Region pointing data:
····················
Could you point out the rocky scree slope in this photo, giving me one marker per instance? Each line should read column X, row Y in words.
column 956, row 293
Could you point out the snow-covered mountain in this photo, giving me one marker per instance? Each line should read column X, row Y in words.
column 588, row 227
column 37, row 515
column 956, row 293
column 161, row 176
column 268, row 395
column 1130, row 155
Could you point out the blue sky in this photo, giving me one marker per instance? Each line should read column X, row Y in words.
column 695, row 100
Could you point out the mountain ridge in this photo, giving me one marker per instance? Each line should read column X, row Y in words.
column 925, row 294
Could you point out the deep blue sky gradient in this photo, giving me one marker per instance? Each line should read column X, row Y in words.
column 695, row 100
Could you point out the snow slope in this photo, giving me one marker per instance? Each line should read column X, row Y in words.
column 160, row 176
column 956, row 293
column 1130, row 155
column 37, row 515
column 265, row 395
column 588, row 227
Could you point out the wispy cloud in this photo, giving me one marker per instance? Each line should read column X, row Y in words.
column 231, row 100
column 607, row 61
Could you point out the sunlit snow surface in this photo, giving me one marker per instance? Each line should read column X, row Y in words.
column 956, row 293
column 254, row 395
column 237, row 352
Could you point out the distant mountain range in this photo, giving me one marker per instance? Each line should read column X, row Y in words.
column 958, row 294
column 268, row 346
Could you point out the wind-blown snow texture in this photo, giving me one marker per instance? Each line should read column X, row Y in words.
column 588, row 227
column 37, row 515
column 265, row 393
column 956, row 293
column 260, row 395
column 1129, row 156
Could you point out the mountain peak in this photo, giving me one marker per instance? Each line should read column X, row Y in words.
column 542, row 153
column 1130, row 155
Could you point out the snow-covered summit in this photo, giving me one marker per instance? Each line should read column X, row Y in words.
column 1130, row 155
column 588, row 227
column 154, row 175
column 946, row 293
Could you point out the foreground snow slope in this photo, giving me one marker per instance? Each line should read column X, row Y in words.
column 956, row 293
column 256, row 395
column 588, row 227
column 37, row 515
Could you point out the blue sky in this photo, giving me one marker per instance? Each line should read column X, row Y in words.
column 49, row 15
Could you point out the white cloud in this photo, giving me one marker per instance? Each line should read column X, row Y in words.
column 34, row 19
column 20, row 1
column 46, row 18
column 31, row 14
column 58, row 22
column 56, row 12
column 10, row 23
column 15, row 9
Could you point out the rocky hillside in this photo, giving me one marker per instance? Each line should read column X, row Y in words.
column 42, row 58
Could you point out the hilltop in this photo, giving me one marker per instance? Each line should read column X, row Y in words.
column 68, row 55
····················
*What is needed:* Could you give the data above again, exact in every line?

*Solved exercise:*
Could you point out the rocky scree slope in this photo, giving me one marker per instance? Each line should read column X, row Y in words.
column 956, row 293
Could you point out the snow-covered mountain in this photo, giving me one marker per instance? Each line should read column X, row Y in words.
column 588, row 227
column 37, row 515
column 956, row 293
column 161, row 176
column 268, row 395
column 1130, row 155
Could you point out the blue sky in this photo, giving me one marker per instance? Each line should read column X, row Y in words.
column 695, row 100
Could you point out the mountain ridge in this photo, giving me one marker per instance? Each line should read column X, row Y in words.
column 925, row 294
Could you point out the deep blue sky gradient in this photo, giving me one marker per instance? Each line should read column X, row Y in words.
column 695, row 100
Could you point out the snow slope in this photo, giving me one marker per instance? Each line should read column X, row Y in words.
column 160, row 176
column 956, row 293
column 1130, row 155
column 37, row 515
column 265, row 395
column 588, row 227
Could you point out the wispy cloud in this photo, giving me one marker per instance? Each line should read column X, row Y in words.
column 231, row 100
column 607, row 61
Could you point out the sunlit snow surface in this photo, giving me one marker per instance? Each line should read column X, row Y in words.
column 956, row 293
column 254, row 395
column 237, row 352
Could you point out the distant mountain range in this photo, giving me one marker per instance? Each line should read column X, row Y in words.
column 958, row 294
column 268, row 346
Could you point out the wind-blown snow texture in this photo, giving me one marker per instance? Each line should read column X, row Y in words.
column 588, row 227
column 37, row 515
column 265, row 393
column 956, row 293
column 260, row 395
column 1129, row 156
Could you point out the mountain peak in this photo, giving me one marker per instance? Each line should read column X, row Y in words.
column 542, row 153
column 1130, row 155
Could you point out the snow-covered summit in this photo, giving me one marker per instance? Each line should read column X, row Y in words.
column 1130, row 155
column 588, row 227
column 154, row 175
column 946, row 293
Could you point out the foreground snow slope in this photo, giving me one marker per instance? Each line should read column X, row Y in words.
column 956, row 293
column 256, row 395
column 588, row 227
column 37, row 515
Could you point out the blue sky in this photo, giving me one marker per instance? Each line should read column X, row Y in words.
column 49, row 15
Could you point out the white cloud in this photo, giving me one marker per instance? Each line should read column X, row Y in words.
column 34, row 19
column 20, row 1
column 46, row 18
column 31, row 14
column 58, row 22
column 56, row 12
column 10, row 23
column 15, row 9
Could you point out the rocky hillside in this photo, giving me one marker per instance? Each line should read column X, row Y in words.
column 42, row 58
Could you point out the hilltop in this photo, giving me one marker per instance? Each line should read column X, row Y in words.
column 68, row 55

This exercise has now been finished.